# Exercise brief
Images are not part of the copy; transcribe all the data exactly.

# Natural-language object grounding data
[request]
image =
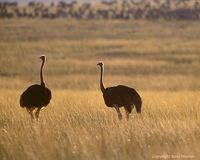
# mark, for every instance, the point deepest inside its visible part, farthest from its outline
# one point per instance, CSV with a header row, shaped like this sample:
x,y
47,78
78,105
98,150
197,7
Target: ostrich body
x,y
36,96
120,96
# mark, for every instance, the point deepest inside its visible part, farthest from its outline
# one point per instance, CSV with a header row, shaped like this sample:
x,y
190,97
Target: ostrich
x,y
36,96
119,96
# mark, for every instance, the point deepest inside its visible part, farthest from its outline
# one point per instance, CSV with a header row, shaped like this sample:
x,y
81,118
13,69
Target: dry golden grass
x,y
77,125
160,59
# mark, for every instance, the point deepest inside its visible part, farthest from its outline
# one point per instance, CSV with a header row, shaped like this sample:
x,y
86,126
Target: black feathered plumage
x,y
36,96
120,96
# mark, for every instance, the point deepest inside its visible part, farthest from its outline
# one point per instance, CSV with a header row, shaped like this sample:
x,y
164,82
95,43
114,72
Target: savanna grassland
x,y
160,59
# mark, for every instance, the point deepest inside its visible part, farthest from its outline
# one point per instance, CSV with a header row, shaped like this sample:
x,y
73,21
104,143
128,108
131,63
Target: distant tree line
x,y
113,9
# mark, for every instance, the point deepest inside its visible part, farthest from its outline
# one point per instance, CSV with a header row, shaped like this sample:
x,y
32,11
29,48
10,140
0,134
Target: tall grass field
x,y
160,59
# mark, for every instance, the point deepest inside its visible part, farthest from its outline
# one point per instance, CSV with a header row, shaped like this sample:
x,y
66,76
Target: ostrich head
x,y
43,57
100,64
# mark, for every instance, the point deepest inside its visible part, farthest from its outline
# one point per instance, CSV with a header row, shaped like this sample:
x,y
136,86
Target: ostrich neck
x,y
101,80
41,73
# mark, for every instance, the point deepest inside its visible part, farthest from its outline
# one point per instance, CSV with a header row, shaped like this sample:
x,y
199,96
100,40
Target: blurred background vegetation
x,y
148,55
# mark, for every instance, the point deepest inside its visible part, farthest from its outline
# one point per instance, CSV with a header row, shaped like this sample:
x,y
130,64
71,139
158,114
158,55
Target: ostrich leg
x,y
118,112
127,113
37,113
30,111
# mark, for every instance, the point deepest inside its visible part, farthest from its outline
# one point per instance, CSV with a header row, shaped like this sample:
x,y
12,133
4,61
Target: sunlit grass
x,y
77,125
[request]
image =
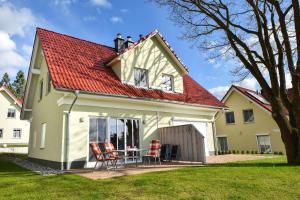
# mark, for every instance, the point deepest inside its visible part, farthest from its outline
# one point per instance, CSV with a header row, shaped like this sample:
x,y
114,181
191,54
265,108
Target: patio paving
x,y
132,170
233,158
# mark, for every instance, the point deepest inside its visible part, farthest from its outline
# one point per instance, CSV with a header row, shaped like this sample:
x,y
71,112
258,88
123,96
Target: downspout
x,y
215,134
76,92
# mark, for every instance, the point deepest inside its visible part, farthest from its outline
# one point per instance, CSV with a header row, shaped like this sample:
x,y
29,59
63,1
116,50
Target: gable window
x,y
264,143
248,116
230,117
141,77
11,113
43,135
48,83
41,90
167,82
17,133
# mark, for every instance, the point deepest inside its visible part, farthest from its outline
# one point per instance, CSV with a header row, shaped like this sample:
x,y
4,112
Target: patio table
x,y
136,154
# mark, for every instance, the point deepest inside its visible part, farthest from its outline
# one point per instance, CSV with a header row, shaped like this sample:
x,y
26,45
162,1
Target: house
x,y
13,130
247,125
79,92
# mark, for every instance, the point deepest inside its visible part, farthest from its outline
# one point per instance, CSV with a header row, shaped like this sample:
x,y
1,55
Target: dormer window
x,y
140,77
167,82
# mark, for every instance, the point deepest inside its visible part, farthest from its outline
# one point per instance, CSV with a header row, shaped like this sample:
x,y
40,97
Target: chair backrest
x,y
154,147
96,150
110,148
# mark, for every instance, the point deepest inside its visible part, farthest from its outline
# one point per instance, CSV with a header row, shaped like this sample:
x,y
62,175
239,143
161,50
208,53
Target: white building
x,y
13,131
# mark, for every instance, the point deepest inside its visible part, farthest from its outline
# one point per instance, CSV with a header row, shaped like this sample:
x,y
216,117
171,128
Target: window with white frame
x,y
167,82
43,135
230,117
11,113
140,77
264,143
17,133
248,115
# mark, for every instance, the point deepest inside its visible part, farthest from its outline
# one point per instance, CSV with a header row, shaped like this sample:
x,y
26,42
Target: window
x,y
230,118
43,135
264,143
48,83
248,116
222,144
141,77
17,133
41,90
167,82
11,113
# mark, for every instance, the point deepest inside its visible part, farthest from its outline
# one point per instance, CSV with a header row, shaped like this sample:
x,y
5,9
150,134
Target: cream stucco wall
x,y
80,115
150,55
9,124
46,111
242,136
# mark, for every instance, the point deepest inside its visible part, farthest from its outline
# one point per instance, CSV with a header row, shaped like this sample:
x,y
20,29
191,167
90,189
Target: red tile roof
x,y
77,64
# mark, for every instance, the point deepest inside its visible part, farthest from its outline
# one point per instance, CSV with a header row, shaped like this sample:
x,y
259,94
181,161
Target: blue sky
x,y
100,21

# Exercise solution
[request]
image =
# mark, for every instance, the point deepest inside its visible part, farthest from its outline
# one point per instance, CSV with a header row, shaped like this sample:
x,y
47,78
78,105
98,150
197,7
Target: ostrich body
x,y
36,96
120,96
# mark, for every instance, the point deepest inside its visible part, farthest from its outline
# one point per instance, CSV with a header row, shaped like this sample:
x,y
190,97
Target: ostrich
x,y
36,96
119,96
# mark, for every instance, the point deepest inside its visible part, farthest from its outline
# one point per instance, CSV with a header row, shaped like this sample:
x,y
81,118
13,69
Target: dry golden grass
x,y
77,125
160,59
# mark, for every instance, the point deepest inside its visible part, farthest from its outline
# one point per instance, CSV with a header row, shaped like this sample:
x,y
86,126
Target: black feathered plumage
x,y
36,96
120,96
# mark, for every instance, the point deepest inside its visible part, farthest from its outline
# one point per instance, CSV with a header row, shaped like this sample:
x,y
164,82
95,43
114,72
Target: savanna grassland
x,y
160,59
# mark, for every instance, the point deepest inside its visible part, farthest from its outline
# one point per instance, CSV with a header row, shaped like this sample:
x,y
73,21
104,143
128,108
131,63
Target: distant tree line
x,y
113,9
# mark, for every instance, the point deepest inside its visible part, farthest from its outline
# one point per instance, CSV with a header row, shaped like this sample:
x,y
32,11
29,48
10,140
0,134
Target: tall grass field
x,y
160,59
# mark, for every instance, the point deepest inside its visible part, farthest from its outline
# one point per instance, CSV with a header row, shaped like this sample:
x,y
66,76
Target: ostrich head
x,y
43,57
100,64
# mark, for every instance, the point deepest inside its visible part, farthest from its outline
# one point per instance, CSV with a header row, shaped like this sample:
x,y
136,86
Target: ostrich neck
x,y
101,80
41,73
# mark, for every instance, the point deepest inside its visible part, farthest from its outline
# one point per instance, CSV with a header row, shaped like this sample:
x,y
199,96
100,40
Target: blurred background vegetation
x,y
148,55
# mark, for every instance, the point deepest inside its visible part, farthest from its outline
# one point per instance, CSV with a header row, shaped like this sample:
x,y
130,64
71,139
158,114
158,55
Target: ostrich leg
x,y
118,112
127,113
37,113
30,111
# mark, for every instance, the point deepest inside its visible part, farthest from its outline
# one point per instance, CSV with a header row, shaped like this sample:
x,y
12,133
4,61
Target: sunlit grass
x,y
77,125
[request]
image =
# mark, for every instance, the point deepest inside its visible part, farthest from its outline
# one point per instance, CSV with a header row, shaped like this sample:
x,y
114,181
191,54
265,108
Target: patio paving
x,y
132,170
233,158
# mark, for every instance, the point deepest inside its visible part, farthest from its outline
# one point per instance, CSV with a header row, shaped like this sample:
x,y
71,112
258,88
123,96
Target: downspout
x,y
215,134
76,92
# mark, for every instance, the point deepest inside its visible part, farthest from its outline
# one point per instance, CSV with a header row, shaped like this sample:
x,y
29,59
63,1
116,50
Target: gable window
x,y
264,143
248,116
230,117
141,77
11,113
43,135
48,83
41,90
167,82
17,133
# mark, for every instance, the point deepest inside its visible part, farthest from its outline
# one point per instance, CSV with a header row, shaped like this sample:
x,y
4,112
Target: patio table
x,y
136,154
# mark, for every instance, the point deepest inside its visible part, farthest from its outline
# one point per instance, CSV with a header row, shaped like this sample:
x,y
26,45
162,1
Target: house
x,y
13,130
247,125
79,92
# mark, for every instance, the point deepest inside its visible part, farthest from its outline
# one point per instance, CSV with a header row, shaped like this sample:
x,y
1,55
Target: dormer window
x,y
140,77
167,82
# mark, for every instance, the point deepest inside its visible part, farthest from its outline
# one point per instance, CSV with a header row, shaped like this sample:
x,y
40,97
Target: chair backrest
x,y
154,147
96,150
110,148
# mark, for every instance, the point deepest inside its visible part, farthest from its outline
# one point per instance, CSV with a header row, shaped like this sample:
x,y
62,175
239,143
161,50
208,53
Target: white building
x,y
13,131
# mark, for every instance, the point deepest inside its visible part, farthest from its outline
# one point per instance, CSV with a header row, shaped like this sample:
x,y
216,117
171,128
Target: window with white frame
x,y
167,82
43,135
230,117
11,113
140,77
264,143
17,133
248,115
# mark, for every instance, the point deepest inside its visible part, farthest from its outline
# one point per instance, CSV with a header row, shaped like this sample:
x,y
26,42
Target: window
x,y
230,118
43,135
264,143
48,83
248,116
222,144
141,77
17,133
41,90
167,82
11,113
# mark, for every instance, the point deepest inside its visible part, farthest from its outline
# one point per instance, CSV with a header row, shaped like this sample:
x,y
5,9
150,134
Target: cream stucco wall
x,y
80,115
150,55
9,124
46,111
242,136
# mark, for every instance, the point deepest inside its visible part, farthest from its outline
# one point per instance, CSV with a header row, shaped like this sample:
x,y
20,29
191,167
90,189
Target: red tile roof
x,y
77,64
# mark, for every instance, the point deepest inside its visible part, farthest from its outline
# one point per instance, CSV with a header row, shaped like this sample:
x,y
259,94
181,161
Target: blue sky
x,y
100,21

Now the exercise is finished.